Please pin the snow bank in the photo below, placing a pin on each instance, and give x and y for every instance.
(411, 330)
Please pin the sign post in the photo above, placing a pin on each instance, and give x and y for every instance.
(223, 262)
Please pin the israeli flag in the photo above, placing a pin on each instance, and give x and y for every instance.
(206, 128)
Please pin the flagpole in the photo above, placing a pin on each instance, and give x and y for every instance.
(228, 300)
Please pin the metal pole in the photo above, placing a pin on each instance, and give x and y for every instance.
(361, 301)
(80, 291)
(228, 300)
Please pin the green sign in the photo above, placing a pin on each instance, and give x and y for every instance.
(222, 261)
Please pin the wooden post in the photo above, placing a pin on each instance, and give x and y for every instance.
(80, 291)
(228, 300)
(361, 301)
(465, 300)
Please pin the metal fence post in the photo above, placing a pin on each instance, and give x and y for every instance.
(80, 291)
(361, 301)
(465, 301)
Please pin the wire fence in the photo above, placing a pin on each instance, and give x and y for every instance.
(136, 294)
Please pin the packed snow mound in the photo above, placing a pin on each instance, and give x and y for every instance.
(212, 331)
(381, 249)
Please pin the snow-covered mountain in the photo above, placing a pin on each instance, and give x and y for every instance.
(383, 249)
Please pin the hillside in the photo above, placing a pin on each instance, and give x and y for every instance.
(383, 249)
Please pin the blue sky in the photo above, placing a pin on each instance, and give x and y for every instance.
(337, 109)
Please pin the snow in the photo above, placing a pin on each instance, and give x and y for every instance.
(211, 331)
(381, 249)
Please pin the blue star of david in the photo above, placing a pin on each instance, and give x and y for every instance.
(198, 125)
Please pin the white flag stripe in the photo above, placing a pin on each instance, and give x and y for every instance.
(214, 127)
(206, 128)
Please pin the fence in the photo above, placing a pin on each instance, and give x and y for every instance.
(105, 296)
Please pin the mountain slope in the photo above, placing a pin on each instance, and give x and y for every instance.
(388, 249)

### [Task requirements]
Start at the line containing "Please pin the mountain" and print each line exactly until the listing ends, keeping the final line too.

### [Task result]
Please pin the mountain slope in the photo above, placing a pin on each instance, and give x and y for every instance.
(388, 249)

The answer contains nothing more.